● **TEKS BACAAN**
● ● ● ● ●
Monday, February 19, 2007

Dunia, kelereng didepan mata (At-Tin – Ramadhan 1426H)

Salah satu ciri orang Mutaqin adalah orang yang memiliki sifat Tasawuf. Terlepas dari berbagai perdebatan dan kontraversi mengenai definisi Tasawuf, yang penulis maksud dengan Tasawuf disini adalah kemampuan kita untuk memiliki sifat tidak berlebihan dalam urusan dan kecintaan terhadap dunia. Kenapa kita tidak boleh terlalu mencintai dunia?

“Hubbu dunya khiti ati kulli sayyiah – kecintaan terhadap dunia yang berlebihan adalah pangkal dari segala kejahatan”. Bukankah lahirnya para koruptor itu karena ketakutan mereka akan kemiskinan dan ketamakan dan kecintaan kepada dunia yang berlebihan, sehingga mereka menghalalkan segala cara untuk mendapatkan dunia, yang seolah akan mengekalkan mereka.

Bukankah lahirnya diktator juga berawal dari kecintaan yang berlebihan, sehingga seolah-olah mereka ingin menjadi raja dan penguasa selamanya, karena sikap yang berlebuhan itulah kemudian melahirkan sikap yang berlebihan pula dalam memaknai kekuasaan yang ada padanya.

Bukankah kekikiran kita, ketamakan kita, kesibukan kita yang kadang melampuai batas juga diaibatkan oleh kesalahan cara pandang kita terhadap dunia.

Lalu apakah kita tidak boleh memiliki dunia, harta, pangkat atau tidak memiliki hak untuk mendapatkan surga dunia?
● ● ● ● ●
● **DAFTAR BUTIR**

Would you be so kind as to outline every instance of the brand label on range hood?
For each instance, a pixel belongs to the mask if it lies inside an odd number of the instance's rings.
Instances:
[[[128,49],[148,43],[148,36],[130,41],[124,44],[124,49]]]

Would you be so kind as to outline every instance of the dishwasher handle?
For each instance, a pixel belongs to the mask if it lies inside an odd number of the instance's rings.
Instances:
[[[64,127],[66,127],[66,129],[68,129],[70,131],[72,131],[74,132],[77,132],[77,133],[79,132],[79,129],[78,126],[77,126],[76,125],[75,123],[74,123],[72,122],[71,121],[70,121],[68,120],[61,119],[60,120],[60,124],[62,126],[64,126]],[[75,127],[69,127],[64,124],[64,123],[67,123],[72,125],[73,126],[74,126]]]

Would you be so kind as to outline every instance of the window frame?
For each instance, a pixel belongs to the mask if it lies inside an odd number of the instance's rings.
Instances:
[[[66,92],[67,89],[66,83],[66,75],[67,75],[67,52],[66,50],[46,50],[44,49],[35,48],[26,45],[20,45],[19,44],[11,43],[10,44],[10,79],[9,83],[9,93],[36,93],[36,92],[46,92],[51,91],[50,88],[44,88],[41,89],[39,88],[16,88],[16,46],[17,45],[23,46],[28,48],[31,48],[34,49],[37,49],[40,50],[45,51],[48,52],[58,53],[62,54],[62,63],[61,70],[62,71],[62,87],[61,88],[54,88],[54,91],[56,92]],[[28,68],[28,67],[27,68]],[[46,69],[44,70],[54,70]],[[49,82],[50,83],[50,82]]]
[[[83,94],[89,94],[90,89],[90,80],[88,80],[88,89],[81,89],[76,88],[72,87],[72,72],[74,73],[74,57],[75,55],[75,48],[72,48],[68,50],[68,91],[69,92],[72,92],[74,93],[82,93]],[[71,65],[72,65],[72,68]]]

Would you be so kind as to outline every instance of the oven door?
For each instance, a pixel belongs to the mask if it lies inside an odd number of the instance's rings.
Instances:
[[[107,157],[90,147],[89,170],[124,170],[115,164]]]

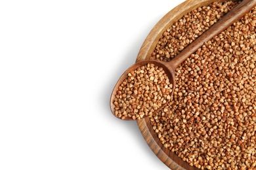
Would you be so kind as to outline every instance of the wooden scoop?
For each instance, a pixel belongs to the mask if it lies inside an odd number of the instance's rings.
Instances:
[[[137,62],[127,69],[124,73],[121,76],[117,82],[116,83],[112,94],[110,97],[110,109],[113,114],[117,118],[121,118],[117,116],[115,112],[116,110],[116,106],[114,104],[114,100],[115,95],[118,90],[118,87],[122,84],[123,80],[128,76],[128,73],[131,71],[135,70],[139,67],[145,65],[147,63],[153,63],[156,66],[161,67],[163,69],[165,73],[168,76],[169,82],[173,84],[173,90],[171,95],[173,94],[174,89],[175,87],[175,71],[176,68],[185,61],[192,54],[194,53],[198,48],[200,48],[203,43],[211,40],[213,37],[219,34],[221,31],[226,29],[233,23],[240,19],[246,13],[249,12],[256,5],[256,0],[244,0],[231,11],[225,14],[222,18],[221,18],[217,22],[211,26],[207,31],[205,31],[202,35],[198,37],[189,46],[185,48],[180,54],[179,54],[175,58],[172,59],[170,61],[161,61],[159,60],[144,60]],[[165,103],[167,103],[166,102]],[[161,107],[163,108],[164,105]],[[159,110],[159,109],[158,110]],[[156,111],[158,111],[156,110]],[[143,117],[144,118],[144,117]],[[131,117],[125,117],[122,119],[125,120],[133,120]]]

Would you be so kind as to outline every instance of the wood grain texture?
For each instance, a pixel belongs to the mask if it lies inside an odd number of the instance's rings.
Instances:
[[[184,14],[198,7],[207,6],[213,2],[223,2],[223,0],[188,0],[169,12],[161,19],[149,33],[138,54],[136,62],[148,60],[154,51],[162,33],[175,22]],[[234,0],[233,1],[237,1]],[[251,1],[255,4],[255,1]],[[154,132],[148,118],[137,120],[139,128],[148,146],[158,158],[171,169],[198,169],[189,165],[175,154],[165,148]]]

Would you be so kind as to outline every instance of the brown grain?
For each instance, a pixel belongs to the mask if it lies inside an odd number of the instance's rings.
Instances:
[[[163,33],[150,59],[169,61],[236,3],[194,10]],[[201,169],[256,165],[256,8],[175,71],[171,101],[150,118],[165,148]]]

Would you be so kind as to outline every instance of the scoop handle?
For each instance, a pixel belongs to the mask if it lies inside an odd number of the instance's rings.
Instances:
[[[211,26],[207,31],[198,37],[181,53],[176,56],[169,62],[174,70],[192,54],[200,48],[204,42],[211,40],[213,37],[226,29],[233,23],[240,19],[246,13],[249,12],[256,5],[256,0],[244,0],[228,12],[218,22]]]

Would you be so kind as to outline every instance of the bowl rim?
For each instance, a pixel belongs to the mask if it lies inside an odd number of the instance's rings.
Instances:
● ● ● ● ●
● **TUGAS**
Kutiplah bagian teks bacaan yang dimulai pada kata-kata "Bukankah kekikiran kita, ketamakan" dan berhenti setelah kata-kata "mendapatkan surga dunia?". Gunakan hanya teks bacaan sebagai sumber jawaban.

● **CONTOH PENYELESAIAN**
Bukankah kekikiran kita, ketamakan kita, kesibukan kita yang kadang melampuai batas juga diaibatkan oleh kesalahan cara pandang kita terhadap dunia.

Lalu apakah kita tidak boleh memiliki dunia, harta, pangkat atau tidak memiliki hak untuk mendapatkan surga dunia?